Of the lines in the data below, write out exactly those from the one holding "# Mark the region of the pineapple;" through the one holding "regionseg --target=pineapple --format='a", both included.
[Data for the task Boundary: Start]
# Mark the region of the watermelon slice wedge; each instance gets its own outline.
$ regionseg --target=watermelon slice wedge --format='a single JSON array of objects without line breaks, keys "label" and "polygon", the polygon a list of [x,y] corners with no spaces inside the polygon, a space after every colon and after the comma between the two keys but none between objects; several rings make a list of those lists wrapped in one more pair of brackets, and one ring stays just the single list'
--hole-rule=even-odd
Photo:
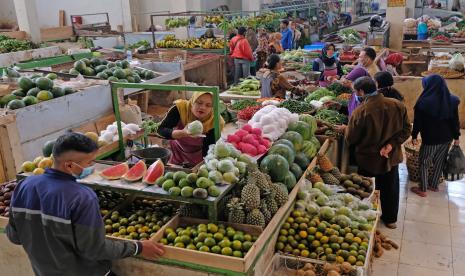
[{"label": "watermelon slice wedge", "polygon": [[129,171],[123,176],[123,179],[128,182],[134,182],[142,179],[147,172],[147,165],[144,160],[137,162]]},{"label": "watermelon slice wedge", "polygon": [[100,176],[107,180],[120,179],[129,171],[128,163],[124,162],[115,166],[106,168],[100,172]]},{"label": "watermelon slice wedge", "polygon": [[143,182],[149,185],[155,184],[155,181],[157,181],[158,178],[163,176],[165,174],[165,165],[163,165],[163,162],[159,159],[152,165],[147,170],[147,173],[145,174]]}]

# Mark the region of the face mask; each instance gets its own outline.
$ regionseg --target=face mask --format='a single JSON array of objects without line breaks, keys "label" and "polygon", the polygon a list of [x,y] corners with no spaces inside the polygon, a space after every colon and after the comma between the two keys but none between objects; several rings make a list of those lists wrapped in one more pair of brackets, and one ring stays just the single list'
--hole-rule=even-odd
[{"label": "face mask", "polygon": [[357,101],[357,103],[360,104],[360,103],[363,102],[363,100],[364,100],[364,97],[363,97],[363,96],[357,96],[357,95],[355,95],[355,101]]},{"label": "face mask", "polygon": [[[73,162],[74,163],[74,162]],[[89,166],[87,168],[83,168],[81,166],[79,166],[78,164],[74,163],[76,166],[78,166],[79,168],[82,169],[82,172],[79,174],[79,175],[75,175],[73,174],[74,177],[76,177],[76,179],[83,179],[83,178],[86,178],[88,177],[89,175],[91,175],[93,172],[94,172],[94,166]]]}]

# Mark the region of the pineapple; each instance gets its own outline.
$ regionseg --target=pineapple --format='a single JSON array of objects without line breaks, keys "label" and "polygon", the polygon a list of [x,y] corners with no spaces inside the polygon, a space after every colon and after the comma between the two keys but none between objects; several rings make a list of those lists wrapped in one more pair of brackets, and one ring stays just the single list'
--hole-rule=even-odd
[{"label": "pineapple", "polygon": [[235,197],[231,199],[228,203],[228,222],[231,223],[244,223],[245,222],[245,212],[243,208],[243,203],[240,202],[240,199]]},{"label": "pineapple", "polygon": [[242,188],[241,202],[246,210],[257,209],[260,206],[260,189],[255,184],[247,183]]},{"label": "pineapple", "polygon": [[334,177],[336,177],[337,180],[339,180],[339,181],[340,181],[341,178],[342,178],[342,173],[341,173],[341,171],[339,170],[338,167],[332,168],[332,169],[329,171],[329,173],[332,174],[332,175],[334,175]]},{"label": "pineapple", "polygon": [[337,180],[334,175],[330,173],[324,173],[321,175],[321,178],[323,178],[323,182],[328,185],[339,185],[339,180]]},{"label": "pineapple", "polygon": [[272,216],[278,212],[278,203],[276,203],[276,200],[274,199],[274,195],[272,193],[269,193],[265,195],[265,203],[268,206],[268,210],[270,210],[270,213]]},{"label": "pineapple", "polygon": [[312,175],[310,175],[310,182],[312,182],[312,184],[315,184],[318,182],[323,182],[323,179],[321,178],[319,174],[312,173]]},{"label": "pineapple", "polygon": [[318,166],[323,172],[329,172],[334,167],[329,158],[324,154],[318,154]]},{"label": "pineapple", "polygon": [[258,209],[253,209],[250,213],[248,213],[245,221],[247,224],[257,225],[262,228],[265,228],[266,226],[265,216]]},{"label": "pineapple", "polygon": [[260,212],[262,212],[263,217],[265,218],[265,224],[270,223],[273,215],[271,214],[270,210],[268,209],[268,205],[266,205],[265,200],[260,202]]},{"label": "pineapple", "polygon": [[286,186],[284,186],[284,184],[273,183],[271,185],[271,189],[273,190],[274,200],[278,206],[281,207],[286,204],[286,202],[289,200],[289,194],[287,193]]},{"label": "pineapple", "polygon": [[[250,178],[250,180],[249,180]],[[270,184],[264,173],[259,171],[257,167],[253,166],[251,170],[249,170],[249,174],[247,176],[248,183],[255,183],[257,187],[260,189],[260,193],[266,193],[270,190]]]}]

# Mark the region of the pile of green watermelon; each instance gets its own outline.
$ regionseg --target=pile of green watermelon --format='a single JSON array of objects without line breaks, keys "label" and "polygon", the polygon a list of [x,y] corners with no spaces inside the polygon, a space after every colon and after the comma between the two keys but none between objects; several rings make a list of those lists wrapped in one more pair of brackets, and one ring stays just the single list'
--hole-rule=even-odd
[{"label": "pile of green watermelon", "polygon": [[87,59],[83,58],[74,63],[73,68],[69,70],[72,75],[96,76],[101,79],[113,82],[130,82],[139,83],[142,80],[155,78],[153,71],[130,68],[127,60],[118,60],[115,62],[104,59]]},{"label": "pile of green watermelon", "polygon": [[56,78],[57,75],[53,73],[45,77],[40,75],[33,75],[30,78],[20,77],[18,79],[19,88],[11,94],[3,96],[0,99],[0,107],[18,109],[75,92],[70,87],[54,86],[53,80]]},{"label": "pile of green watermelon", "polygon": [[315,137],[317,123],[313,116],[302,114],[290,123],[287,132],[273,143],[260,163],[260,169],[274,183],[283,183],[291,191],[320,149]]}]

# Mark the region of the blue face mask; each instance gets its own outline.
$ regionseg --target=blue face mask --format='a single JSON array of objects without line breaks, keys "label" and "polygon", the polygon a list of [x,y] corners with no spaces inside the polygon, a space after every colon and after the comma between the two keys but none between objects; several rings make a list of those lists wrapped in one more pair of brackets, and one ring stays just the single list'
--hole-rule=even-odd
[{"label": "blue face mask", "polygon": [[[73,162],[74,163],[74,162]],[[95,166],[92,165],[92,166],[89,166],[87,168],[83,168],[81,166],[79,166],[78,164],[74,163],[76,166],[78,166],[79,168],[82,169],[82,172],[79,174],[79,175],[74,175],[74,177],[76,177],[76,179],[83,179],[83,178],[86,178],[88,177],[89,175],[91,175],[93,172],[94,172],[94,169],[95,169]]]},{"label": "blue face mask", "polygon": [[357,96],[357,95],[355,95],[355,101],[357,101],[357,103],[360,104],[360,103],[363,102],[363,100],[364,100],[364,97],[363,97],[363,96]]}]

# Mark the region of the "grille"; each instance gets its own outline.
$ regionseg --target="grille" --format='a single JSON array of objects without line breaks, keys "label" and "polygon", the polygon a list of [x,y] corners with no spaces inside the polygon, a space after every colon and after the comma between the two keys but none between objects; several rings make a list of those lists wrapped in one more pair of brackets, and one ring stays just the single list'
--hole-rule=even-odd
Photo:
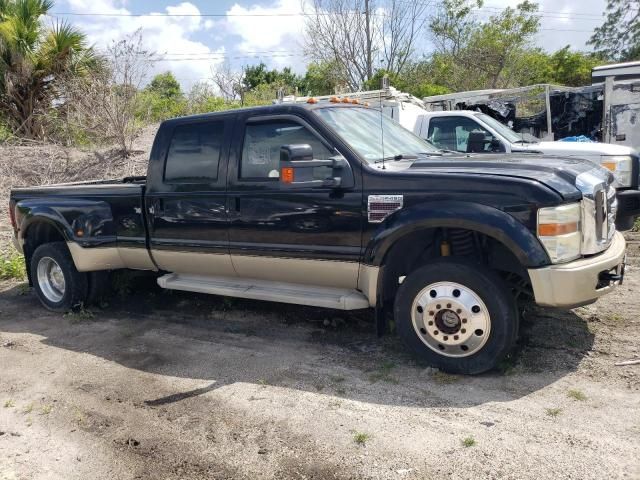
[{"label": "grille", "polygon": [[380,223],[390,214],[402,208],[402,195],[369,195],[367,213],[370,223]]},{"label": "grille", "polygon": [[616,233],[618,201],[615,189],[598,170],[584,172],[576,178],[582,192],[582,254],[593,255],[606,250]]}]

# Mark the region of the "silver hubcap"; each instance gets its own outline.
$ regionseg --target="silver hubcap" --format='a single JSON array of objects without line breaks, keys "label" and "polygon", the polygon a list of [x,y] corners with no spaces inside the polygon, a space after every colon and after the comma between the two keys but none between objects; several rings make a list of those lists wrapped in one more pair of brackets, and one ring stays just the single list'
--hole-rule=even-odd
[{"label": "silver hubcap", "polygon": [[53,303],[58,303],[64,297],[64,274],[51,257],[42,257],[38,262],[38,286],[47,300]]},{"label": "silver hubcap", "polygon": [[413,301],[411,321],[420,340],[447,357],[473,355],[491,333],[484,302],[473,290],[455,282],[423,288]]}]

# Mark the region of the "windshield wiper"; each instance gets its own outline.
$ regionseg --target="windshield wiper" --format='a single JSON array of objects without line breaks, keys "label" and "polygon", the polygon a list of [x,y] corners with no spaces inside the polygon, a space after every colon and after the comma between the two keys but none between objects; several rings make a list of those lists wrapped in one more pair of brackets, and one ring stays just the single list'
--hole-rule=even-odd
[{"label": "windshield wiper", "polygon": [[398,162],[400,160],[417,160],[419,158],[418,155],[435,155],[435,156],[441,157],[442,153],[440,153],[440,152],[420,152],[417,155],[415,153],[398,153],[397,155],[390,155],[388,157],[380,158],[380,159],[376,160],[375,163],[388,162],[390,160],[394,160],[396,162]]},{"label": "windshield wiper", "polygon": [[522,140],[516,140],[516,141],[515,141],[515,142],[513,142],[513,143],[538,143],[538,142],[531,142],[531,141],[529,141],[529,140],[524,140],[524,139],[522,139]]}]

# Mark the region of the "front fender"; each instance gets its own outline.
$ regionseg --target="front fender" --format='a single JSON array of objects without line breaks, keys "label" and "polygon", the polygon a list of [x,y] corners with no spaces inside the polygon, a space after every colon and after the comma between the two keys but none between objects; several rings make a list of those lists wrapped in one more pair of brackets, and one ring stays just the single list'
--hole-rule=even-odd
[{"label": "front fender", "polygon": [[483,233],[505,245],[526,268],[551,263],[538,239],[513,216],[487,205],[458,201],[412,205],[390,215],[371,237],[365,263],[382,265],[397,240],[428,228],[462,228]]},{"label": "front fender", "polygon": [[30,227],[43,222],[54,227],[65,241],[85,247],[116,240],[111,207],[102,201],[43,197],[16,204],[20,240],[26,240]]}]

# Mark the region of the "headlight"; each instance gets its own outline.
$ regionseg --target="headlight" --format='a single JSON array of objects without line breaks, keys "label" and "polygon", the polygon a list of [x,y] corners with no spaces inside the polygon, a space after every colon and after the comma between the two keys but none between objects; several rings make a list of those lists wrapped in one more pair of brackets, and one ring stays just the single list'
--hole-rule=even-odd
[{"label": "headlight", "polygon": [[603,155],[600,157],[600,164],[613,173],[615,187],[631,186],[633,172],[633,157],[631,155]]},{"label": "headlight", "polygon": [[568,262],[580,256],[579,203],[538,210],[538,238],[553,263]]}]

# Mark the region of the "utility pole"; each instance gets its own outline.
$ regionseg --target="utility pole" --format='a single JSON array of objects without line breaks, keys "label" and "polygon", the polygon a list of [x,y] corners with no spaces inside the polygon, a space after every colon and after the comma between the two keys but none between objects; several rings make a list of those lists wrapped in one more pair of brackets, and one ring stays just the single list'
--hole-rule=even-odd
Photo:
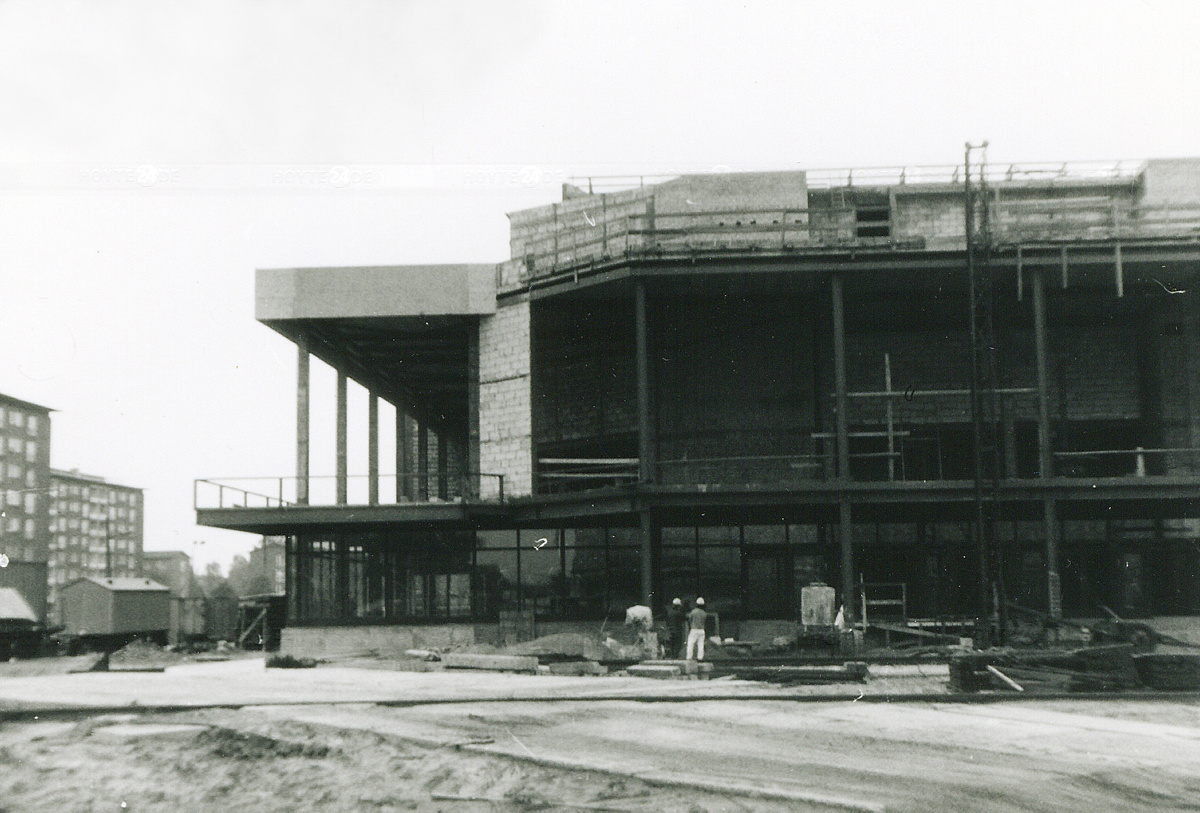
[Data for the task Boundary: End]
**Result of the task:**
# Mark the region of the pineapple; each instance gets its own outline.
$ regionseg --target=pineapple --format='a single JSON array of objects without line breaks, keys "label" and "polygon", the polygon a list of [x,y] corners with no spaces inside the polygon, a space after every colon and after the comma between the two keys but none between objects; several rings make a list of those lists wrapped in one more pair of brackets, and one ring stays just the single list'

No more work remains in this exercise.